### GIVEN ENTRIES
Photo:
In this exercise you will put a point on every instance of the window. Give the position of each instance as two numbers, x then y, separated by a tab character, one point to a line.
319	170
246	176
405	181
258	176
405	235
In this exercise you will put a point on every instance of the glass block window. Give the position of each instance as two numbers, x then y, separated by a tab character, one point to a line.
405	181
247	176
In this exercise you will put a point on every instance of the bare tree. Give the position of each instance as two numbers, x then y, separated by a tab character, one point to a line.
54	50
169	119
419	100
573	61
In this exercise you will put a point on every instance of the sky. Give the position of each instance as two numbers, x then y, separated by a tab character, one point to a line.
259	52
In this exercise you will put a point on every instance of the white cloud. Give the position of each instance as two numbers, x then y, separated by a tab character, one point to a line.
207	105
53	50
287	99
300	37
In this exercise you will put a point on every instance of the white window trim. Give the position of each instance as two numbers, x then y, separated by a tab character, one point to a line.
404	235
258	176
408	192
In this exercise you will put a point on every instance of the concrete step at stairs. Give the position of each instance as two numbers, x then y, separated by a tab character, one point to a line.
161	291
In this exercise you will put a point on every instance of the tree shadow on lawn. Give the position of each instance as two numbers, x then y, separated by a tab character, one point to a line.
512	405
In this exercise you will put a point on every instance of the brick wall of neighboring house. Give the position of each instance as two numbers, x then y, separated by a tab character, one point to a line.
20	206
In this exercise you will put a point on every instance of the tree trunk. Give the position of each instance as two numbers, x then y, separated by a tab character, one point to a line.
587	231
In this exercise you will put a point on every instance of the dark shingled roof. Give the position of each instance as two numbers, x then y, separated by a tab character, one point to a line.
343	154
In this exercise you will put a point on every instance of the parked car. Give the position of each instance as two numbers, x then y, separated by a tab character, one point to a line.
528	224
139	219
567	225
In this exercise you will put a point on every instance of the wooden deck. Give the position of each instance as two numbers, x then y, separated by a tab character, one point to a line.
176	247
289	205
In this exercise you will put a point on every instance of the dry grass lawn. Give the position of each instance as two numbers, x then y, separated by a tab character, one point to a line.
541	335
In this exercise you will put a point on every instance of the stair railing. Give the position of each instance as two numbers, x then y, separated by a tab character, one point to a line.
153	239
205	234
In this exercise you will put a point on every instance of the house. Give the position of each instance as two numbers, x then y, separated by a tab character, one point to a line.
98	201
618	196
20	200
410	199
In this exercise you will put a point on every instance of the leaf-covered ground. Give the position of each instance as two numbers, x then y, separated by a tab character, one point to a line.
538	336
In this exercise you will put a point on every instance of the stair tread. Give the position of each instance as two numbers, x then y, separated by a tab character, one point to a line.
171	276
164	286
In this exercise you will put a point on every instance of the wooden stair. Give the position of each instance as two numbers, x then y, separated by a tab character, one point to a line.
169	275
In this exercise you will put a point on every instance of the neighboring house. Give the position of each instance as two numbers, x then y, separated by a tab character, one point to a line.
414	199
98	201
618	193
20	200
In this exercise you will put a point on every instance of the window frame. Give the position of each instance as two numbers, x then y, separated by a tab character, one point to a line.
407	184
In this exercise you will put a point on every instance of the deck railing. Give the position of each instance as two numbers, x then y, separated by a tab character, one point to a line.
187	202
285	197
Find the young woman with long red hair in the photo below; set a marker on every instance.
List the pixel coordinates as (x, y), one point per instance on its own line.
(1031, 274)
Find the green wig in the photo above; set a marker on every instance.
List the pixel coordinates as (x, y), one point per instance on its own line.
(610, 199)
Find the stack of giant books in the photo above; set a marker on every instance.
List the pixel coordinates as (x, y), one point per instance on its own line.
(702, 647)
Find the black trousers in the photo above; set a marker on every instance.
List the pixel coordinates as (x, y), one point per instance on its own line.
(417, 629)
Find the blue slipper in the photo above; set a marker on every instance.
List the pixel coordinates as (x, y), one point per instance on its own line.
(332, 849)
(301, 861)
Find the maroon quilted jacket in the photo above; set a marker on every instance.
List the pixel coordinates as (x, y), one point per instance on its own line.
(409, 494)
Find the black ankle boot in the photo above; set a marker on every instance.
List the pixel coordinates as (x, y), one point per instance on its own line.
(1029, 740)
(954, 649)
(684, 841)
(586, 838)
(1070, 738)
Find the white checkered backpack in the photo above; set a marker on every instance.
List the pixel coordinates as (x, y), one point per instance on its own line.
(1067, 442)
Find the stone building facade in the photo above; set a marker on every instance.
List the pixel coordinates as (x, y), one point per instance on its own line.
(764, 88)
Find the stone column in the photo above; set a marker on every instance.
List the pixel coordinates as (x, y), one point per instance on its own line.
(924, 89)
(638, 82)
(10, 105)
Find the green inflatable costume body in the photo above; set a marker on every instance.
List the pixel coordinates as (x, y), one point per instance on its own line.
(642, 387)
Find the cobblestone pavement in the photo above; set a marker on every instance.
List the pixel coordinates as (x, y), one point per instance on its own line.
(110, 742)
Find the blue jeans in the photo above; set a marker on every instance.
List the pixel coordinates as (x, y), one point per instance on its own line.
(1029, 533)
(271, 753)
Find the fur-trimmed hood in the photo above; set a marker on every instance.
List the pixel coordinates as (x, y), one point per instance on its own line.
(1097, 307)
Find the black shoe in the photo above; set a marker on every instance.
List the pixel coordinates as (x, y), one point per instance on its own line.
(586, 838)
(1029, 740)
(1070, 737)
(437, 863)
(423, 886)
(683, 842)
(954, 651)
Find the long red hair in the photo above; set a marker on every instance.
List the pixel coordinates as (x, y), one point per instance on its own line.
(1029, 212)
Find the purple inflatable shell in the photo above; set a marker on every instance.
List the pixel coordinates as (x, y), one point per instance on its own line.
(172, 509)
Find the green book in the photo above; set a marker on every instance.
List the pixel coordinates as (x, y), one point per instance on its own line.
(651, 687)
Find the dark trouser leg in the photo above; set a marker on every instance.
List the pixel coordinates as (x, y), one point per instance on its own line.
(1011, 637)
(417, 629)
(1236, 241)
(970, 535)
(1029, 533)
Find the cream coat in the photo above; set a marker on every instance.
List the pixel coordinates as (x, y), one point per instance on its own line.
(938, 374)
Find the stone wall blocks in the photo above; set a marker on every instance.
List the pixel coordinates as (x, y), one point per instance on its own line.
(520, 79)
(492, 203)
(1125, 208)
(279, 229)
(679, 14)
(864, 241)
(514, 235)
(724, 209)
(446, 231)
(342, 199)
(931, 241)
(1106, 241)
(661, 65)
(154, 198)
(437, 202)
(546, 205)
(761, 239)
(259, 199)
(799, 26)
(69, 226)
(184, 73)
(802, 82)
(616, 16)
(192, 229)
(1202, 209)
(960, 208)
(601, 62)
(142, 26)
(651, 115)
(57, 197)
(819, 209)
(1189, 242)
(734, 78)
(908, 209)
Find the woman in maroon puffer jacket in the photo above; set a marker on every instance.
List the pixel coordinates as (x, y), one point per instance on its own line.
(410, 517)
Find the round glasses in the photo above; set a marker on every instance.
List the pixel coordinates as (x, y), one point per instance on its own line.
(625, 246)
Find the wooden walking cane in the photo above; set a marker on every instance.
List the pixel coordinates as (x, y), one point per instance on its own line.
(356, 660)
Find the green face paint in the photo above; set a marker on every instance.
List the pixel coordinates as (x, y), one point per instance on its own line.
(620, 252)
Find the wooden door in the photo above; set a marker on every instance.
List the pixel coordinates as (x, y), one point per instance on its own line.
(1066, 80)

### INSTRUCTIONS TO FOLLOW
Only a number is wanted here: the count of lines in the material above that contain "long".

### WRITTEN ANSWER
2